== WORK REQUEST ==
Reproduce the records exactly, but not the pictures.

Referring expression data:
[Start of section]

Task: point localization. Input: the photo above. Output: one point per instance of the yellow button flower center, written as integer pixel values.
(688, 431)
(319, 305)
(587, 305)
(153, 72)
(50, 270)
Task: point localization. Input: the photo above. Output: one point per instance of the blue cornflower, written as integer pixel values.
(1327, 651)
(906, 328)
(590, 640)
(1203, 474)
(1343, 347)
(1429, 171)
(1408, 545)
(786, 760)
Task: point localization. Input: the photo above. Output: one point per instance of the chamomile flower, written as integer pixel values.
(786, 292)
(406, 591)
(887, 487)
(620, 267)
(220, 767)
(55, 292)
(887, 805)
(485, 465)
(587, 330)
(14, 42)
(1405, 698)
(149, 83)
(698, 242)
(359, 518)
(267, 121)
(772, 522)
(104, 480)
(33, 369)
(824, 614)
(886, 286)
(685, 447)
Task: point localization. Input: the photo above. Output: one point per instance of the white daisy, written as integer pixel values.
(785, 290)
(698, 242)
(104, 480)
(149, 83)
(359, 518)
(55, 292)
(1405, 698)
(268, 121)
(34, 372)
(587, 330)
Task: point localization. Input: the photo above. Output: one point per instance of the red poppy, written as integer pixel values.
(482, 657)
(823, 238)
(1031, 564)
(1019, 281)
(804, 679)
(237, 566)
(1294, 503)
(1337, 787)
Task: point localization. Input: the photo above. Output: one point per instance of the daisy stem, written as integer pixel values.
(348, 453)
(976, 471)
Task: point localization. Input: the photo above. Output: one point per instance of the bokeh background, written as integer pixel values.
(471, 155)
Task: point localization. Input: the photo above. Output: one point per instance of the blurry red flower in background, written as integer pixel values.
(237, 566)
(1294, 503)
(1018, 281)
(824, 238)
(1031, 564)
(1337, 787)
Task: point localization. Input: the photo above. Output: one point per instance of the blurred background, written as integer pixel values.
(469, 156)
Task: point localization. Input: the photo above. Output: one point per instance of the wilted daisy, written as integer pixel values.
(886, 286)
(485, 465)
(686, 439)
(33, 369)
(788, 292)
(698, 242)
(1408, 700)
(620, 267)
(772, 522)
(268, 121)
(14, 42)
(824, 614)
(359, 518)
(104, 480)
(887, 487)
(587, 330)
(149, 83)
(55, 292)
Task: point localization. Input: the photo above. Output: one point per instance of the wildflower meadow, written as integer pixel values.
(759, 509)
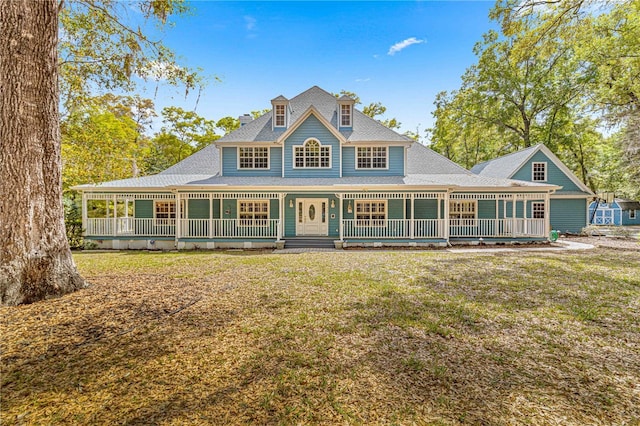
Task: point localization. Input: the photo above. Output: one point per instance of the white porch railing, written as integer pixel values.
(393, 228)
(189, 228)
(475, 228)
(352, 228)
(229, 228)
(128, 226)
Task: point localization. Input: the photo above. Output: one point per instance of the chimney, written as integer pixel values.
(244, 119)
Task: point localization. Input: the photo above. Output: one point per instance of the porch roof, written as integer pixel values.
(409, 182)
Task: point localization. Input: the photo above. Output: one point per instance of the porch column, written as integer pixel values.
(411, 221)
(524, 216)
(341, 216)
(280, 215)
(210, 215)
(84, 214)
(446, 216)
(514, 200)
(115, 216)
(547, 214)
(177, 223)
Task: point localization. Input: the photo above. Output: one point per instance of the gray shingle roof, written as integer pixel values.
(204, 162)
(423, 160)
(365, 128)
(505, 166)
(628, 204)
(442, 180)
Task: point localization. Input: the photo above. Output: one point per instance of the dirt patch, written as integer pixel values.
(618, 243)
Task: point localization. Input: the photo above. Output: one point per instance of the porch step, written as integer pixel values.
(309, 243)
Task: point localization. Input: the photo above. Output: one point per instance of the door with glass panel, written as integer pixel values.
(311, 217)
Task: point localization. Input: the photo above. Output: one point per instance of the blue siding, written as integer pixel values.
(568, 214)
(396, 163)
(311, 128)
(230, 163)
(555, 176)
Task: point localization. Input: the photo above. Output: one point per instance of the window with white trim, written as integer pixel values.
(253, 213)
(463, 210)
(345, 115)
(280, 116)
(537, 210)
(253, 157)
(312, 155)
(164, 212)
(371, 157)
(371, 214)
(539, 172)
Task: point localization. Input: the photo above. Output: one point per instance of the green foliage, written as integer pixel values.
(100, 143)
(551, 75)
(73, 222)
(102, 46)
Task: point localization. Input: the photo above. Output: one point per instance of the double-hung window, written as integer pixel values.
(280, 116)
(371, 214)
(345, 115)
(539, 172)
(253, 213)
(312, 155)
(253, 157)
(537, 210)
(371, 157)
(463, 212)
(164, 212)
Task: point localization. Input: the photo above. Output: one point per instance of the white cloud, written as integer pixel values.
(403, 44)
(160, 71)
(250, 22)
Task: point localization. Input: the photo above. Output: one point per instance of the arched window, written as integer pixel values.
(312, 155)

[End of section]

== TASK OUTPUT ==
Task: point localization. Input: the photo above. Output: one point per instance of the yellow button flower center, written as integer pixel values.
(688, 431)
(319, 305)
(587, 305)
(153, 72)
(50, 270)
Task: point localization. Input: the photo above. Output: one point per instance of the blue cornflower, written as integer pixel values.
(1327, 651)
(906, 328)
(590, 640)
(1203, 474)
(1343, 347)
(1429, 171)
(1408, 545)
(786, 760)
Task: point localization. Input: the photo above. Output: one point per instance of the chamomile flower, written as integer pixel values.
(786, 292)
(406, 591)
(887, 487)
(620, 267)
(220, 767)
(55, 292)
(887, 805)
(485, 465)
(587, 330)
(14, 42)
(1405, 698)
(149, 83)
(698, 242)
(359, 518)
(267, 121)
(772, 522)
(104, 480)
(33, 369)
(824, 614)
(886, 286)
(685, 447)
Task: point localization. Input: the photo above. Output: one point per instance of the white daisy, written as integer pixel values.
(785, 290)
(698, 242)
(104, 480)
(149, 83)
(359, 518)
(55, 292)
(1405, 698)
(268, 121)
(34, 372)
(587, 330)
Task: point localization. Input: the photo above. Output: one point per instance of the red poppy, written as integer pixel values.
(482, 657)
(823, 238)
(1031, 564)
(1019, 281)
(804, 679)
(237, 566)
(1294, 503)
(1337, 787)
Task: point localization. Input: the photo above. Output: one point per instance of the daisy stem, written as integer pixel values.
(348, 453)
(976, 471)
Task: point localization. Input: the photo above. Output: one point per instance of the bokeh background, written as integer pixel values.
(471, 155)
Task: point localization. Input: the photo above. Output: one point per instance of the blurry red flower in background, written as integer pixel values.
(237, 566)
(1294, 503)
(1018, 281)
(824, 238)
(1031, 564)
(1337, 787)
Task: point localization. Input: the photo above. Output: one point per instance of the blurred background, written as integer pixel values.
(469, 156)
Task: point localization. Input: the photo above. Output: one point per instance of the wilted daisy, written as integer pixel values.
(886, 286)
(485, 465)
(686, 439)
(33, 369)
(788, 292)
(698, 242)
(1408, 700)
(620, 267)
(772, 522)
(268, 121)
(14, 42)
(824, 614)
(359, 518)
(104, 480)
(887, 487)
(587, 330)
(149, 83)
(55, 292)
Task: point localization. Input: the photo above. Output: one point per instance of the wildflower meadow, written as integer pixel values.
(759, 509)
Task: point localization. Input: the photo above. Output: one point per instance of the white porch railing, written as integer pixel values.
(393, 228)
(189, 228)
(475, 228)
(352, 228)
(229, 228)
(128, 226)
Task: point localization. Input: the photo above. Output: one point per instance of the chimney, written as integer pixel values.
(244, 119)
Task: point localization. Input: the photo above. Output: one point per instance of the porch roof, written as integer pixel values.
(409, 182)
Task: point localization. Input: the photo above. Output: one point per instance of the porch column, written as integer pixel values.
(411, 221)
(524, 216)
(341, 216)
(280, 215)
(210, 215)
(84, 214)
(446, 216)
(514, 200)
(115, 216)
(547, 214)
(177, 223)
Task: point localization. Input: the photo above. Output: one point per instance of the gray shingle roof, written as integer pixel values.
(204, 162)
(423, 160)
(365, 128)
(505, 166)
(628, 204)
(442, 180)
Task: point localization. Input: the photo above. Output: one point per instance of the dirt patch, written as integer pixel values.
(618, 243)
Task: point localization. Input: the photo above. Output: one point per instance of the porch step, written as integer pixel values.
(309, 243)
Task: point localization. Input: the photo above. Output: one point per instance of the door with glass panel, written as integer pixel values.
(311, 217)
Task: point localization. Input: the photo above. Output: one point per instance of the blue siding, written as integer pixel values.
(568, 214)
(396, 163)
(311, 128)
(230, 163)
(555, 176)
Task: point localization. Input: the photo above. Output: one point per instance of the window with white trim, written as integer pixel values.
(253, 213)
(463, 210)
(345, 115)
(280, 116)
(537, 210)
(253, 157)
(312, 155)
(164, 212)
(371, 157)
(371, 214)
(539, 172)
Task: point localization. Input: the photo above. Output: one point per instance of the green foliage, written as integer pixel values.
(100, 143)
(551, 75)
(73, 222)
(102, 46)
Task: point localization. Input: the photo above. Output: one point per instance of the double-hung window, written as integer pixel values.
(280, 116)
(371, 214)
(345, 115)
(539, 172)
(253, 213)
(312, 155)
(253, 157)
(537, 210)
(371, 157)
(463, 212)
(164, 212)
Task: point localization. Input: the photo above. Output: one point per instance of the white cloud, written as integer pixel values.
(403, 44)
(160, 71)
(250, 22)
Task: point localization. Input: the photo above. Output: one point per instance of the arched window, written as integer pixel values.
(312, 155)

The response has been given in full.